**WRITTEN REQUEST**:
Copy out each line of the material that contains the string "instance". Case counts.

===== SUPPLIED DATA =====

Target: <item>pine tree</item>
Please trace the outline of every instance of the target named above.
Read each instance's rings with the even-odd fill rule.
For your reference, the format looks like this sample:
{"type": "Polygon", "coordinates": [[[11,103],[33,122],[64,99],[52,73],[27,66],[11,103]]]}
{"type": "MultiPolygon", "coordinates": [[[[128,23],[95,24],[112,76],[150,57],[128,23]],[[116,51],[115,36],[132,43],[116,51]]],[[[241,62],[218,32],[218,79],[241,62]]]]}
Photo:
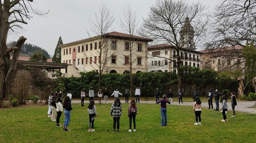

=====

**TASK RESULT**:
Please trace the outline of every instance of the target named above.
Read each instance's rings with the even-odd fill rule.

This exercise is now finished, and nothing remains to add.